Tony quick question for you, are you using internal RC oscillators with your PICs or external crystals?
I now get a "nag" email every day, with the usual mandatory threats.
I am quite offended by the threat that we can be banned if we do not accept that the thread has been resolved within a certain time period, when obviously on some occasions it does not! To EZ-Robot I am not going to pretend this thread has been resolved when it has not - so to all my forum friends if I suddenly disappear from the group you know why!
I will not conform to this treatment, (and being treated like some sort of errant child) so I may well get banned!
DJ and EZ-Robot, you respectfully need to seriously look at this urgently else you will lose valuable users and future customers.
My recommendation to forum members is to never use "assistance required", I am sure help will still be given from this great community.
Tony
More info on this, the master_PIC serial link to v4 has a "high priority" interrupt, so when the v4 sends a dummy (or command) byte the master_PIC stops whatever it is doing (jumps to the interrupt) and sends the latest data packet (containing sensory data etc from the networked PICs) back to the v4. The v4 has to instigate the transaction, not having interrupts on the v4 is one reason for these limitations.

→ LISTING:
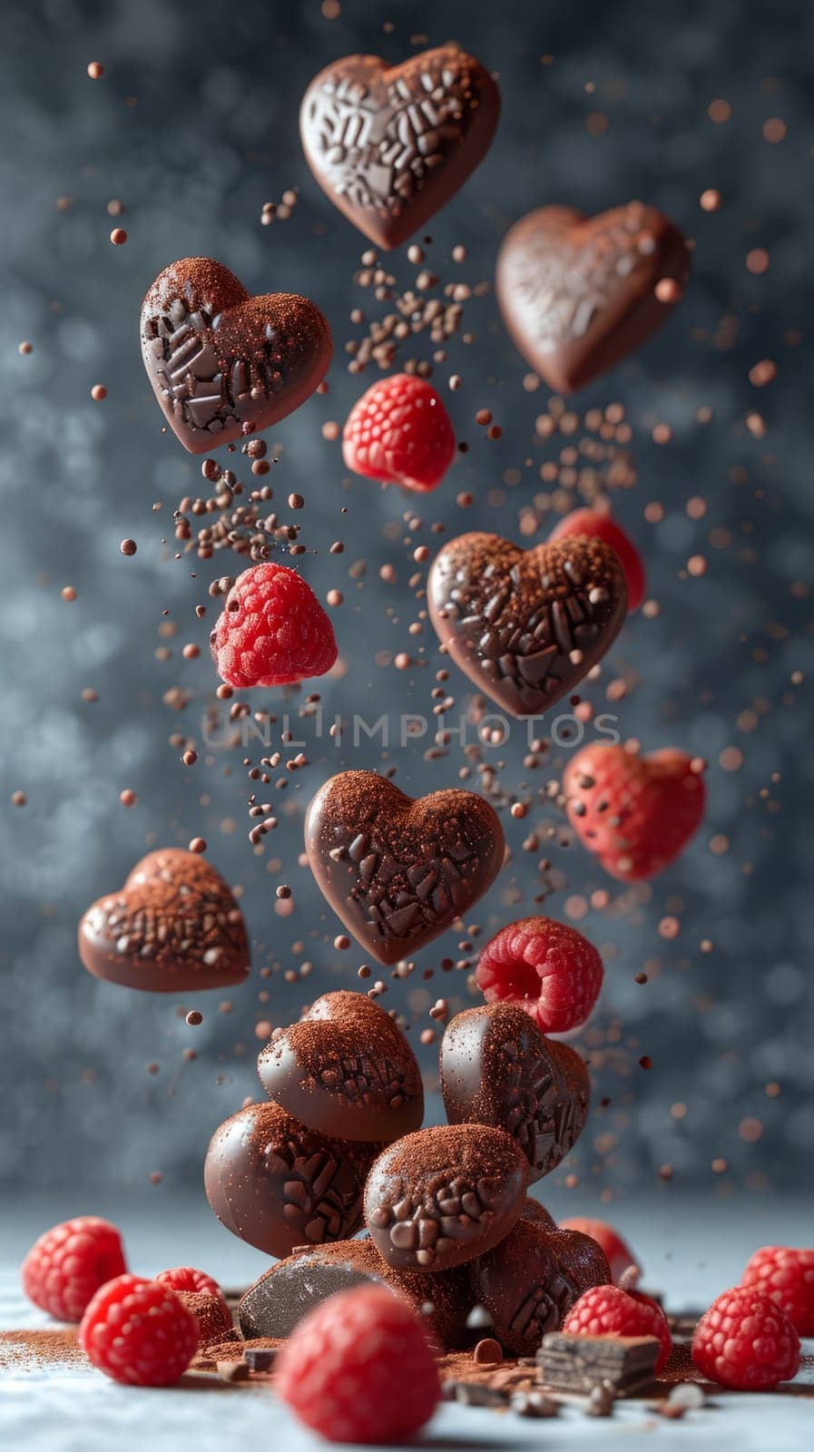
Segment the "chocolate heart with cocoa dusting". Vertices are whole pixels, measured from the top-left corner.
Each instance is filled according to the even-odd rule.
[[[450,1124],[492,1124],[519,1144],[530,1183],[576,1144],[588,1117],[585,1060],[546,1038],[515,1003],[456,1013],[441,1040],[441,1093]]]
[[[459,669],[511,716],[541,716],[572,691],[627,614],[617,553],[580,534],[530,550],[460,534],[435,556],[427,600]]]
[[[389,1144],[424,1118],[415,1054],[364,993],[324,993],[274,1029],[257,1069],[267,1095],[322,1134]]]
[[[683,237],[654,206],[628,202],[599,216],[543,206],[503,238],[495,282],[524,359],[570,393],[666,322],[688,272]]]
[[[250,967],[231,889],[205,858],[174,847],[142,857],[120,892],[87,909],[78,950],[94,977],[151,993],[234,987]]]
[[[501,110],[495,81],[457,45],[389,67],[347,55],[300,107],[305,155],[325,195],[379,247],[398,247],[485,157]]]
[[[190,453],[292,414],[325,378],[331,351],[328,322],[308,298],[251,298],[210,257],[165,267],[141,309],[147,376]]]
[[[496,813],[474,791],[405,796],[374,771],[341,771],[305,819],[311,870],[354,938],[398,963],[444,932],[503,862]]]

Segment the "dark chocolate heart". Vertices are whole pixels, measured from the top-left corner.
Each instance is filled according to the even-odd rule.
[[[271,1099],[322,1134],[389,1144],[421,1127],[421,1070],[398,1024],[364,993],[324,993],[277,1028],[257,1067]]]
[[[87,909],[78,950],[94,977],[151,993],[234,987],[250,968],[231,889],[206,858],[174,847],[142,857],[120,892]]]
[[[459,534],[427,582],[438,639],[511,716],[541,716],[605,655],[627,614],[618,555],[573,536],[524,550],[499,534]]]
[[[556,1169],[588,1117],[585,1060],[546,1038],[515,1003],[486,1003],[450,1019],[441,1092],[450,1124],[492,1124],[517,1140],[530,1182]]]
[[[171,263],[141,309],[147,376],[190,453],[292,414],[325,378],[331,350],[328,322],[308,298],[251,298],[210,257]]]
[[[669,218],[628,202],[599,216],[530,212],[503,238],[495,280],[515,346],[550,388],[570,393],[666,322],[688,272]]]
[[[416,953],[492,886],[503,831],[474,791],[405,796],[374,771],[341,771],[305,817],[311,870],[379,963]]]
[[[486,155],[501,96],[457,45],[389,67],[347,55],[300,107],[305,155],[325,195],[379,247],[398,247],[444,206]]]

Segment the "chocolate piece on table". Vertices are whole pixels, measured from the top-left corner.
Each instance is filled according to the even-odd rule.
[[[332,61],[300,106],[306,161],[329,200],[377,247],[425,227],[486,155],[498,87],[457,45],[389,67],[379,55]]]
[[[599,539],[524,550],[499,534],[459,534],[432,562],[427,601],[459,669],[509,716],[541,716],[609,650],[627,585]]]
[[[308,1130],[276,1104],[251,1104],[212,1135],[206,1196],[234,1236],[270,1256],[287,1256],[295,1246],[344,1240],[358,1230],[377,1149]]]
[[[415,1054],[364,993],[324,993],[274,1029],[257,1067],[270,1098],[324,1134],[389,1144],[424,1118]]]
[[[389,1265],[448,1270],[509,1233],[522,1211],[527,1173],[525,1156],[502,1130],[419,1130],[371,1166],[364,1220]]]
[[[503,831],[474,791],[405,796],[374,771],[342,771],[312,799],[305,848],[325,899],[366,953],[398,963],[492,886]]]
[[[250,968],[231,889],[206,858],[174,847],[142,857],[87,909],[78,953],[94,977],[151,993],[235,987]]]
[[[535,1352],[563,1324],[575,1301],[611,1279],[608,1262],[589,1236],[547,1230],[519,1220],[469,1270],[472,1294],[492,1316],[492,1334],[518,1356]]]
[[[141,351],[170,427],[197,454],[305,404],[328,372],[332,341],[308,298],[252,298],[221,263],[183,257],[144,299]]]
[[[667,321],[688,273],[686,242],[654,206],[628,202],[598,216],[543,206],[503,238],[495,283],[527,363],[570,393]]]
[[[569,1044],[546,1038],[522,1008],[485,1003],[447,1024],[441,1093],[450,1124],[492,1124],[511,1134],[534,1182],[564,1159],[585,1127],[588,1069]]]

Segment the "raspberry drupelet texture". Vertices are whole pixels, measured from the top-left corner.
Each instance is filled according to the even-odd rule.
[[[238,575],[209,637],[226,685],[292,685],[325,675],[337,659],[334,627],[311,585],[287,565]]]
[[[411,373],[396,373],[369,388],[342,433],[345,468],[405,489],[435,489],[454,452],[456,436],[441,398]]]
[[[99,1215],[78,1215],[30,1247],[22,1265],[23,1291],[58,1321],[81,1321],[99,1286],[126,1269],[116,1227]]]

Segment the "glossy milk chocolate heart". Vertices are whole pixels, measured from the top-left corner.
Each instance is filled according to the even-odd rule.
[[[570,393],[667,321],[688,272],[678,228],[628,202],[599,216],[530,212],[503,238],[495,280],[515,346],[550,388]]]
[[[459,534],[432,562],[427,600],[459,669],[511,716],[541,716],[572,691],[627,614],[617,553],[586,536],[524,550]]]
[[[231,889],[203,857],[173,847],[142,857],[87,909],[78,948],[94,977],[151,993],[234,987],[250,967]]]
[[[416,953],[492,886],[503,831],[474,791],[405,796],[374,771],[341,771],[305,819],[311,870],[334,912],[379,963]]]
[[[332,343],[308,298],[251,298],[221,263],[184,257],[144,299],[141,351],[184,449],[209,453],[305,404],[328,372]]]
[[[334,61],[300,107],[305,155],[325,195],[379,247],[398,247],[443,208],[485,157],[498,87],[457,45],[389,67]]]

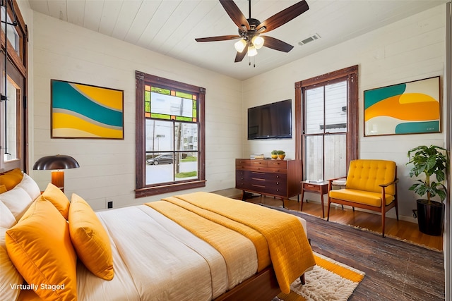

→ WHAT NEEDS TO BE DONE: List every word or phrase that appears inside quotation marks in the forum thread.

→ SOLUTION TO THE PROBLEM: "nag", "assistance required", "high priority"